## Task description
Format every line of the entries below as a numbered list, skipping any blank lines.

## Materials provided
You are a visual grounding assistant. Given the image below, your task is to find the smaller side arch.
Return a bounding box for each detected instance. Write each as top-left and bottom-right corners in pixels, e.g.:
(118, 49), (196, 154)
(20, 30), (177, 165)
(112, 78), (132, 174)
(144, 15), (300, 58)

## Expected output
1. You are a visual grounding assistant. Given the image below, your task is to find the smaller side arch.
2. Return a bounding box for each detected instance. Write each as top-left and bottom-right corners in pixels, e.g.:
3. (118, 49), (196, 154)
4. (20, 30), (177, 165)
5. (112, 78), (132, 174)
6. (144, 15), (300, 58)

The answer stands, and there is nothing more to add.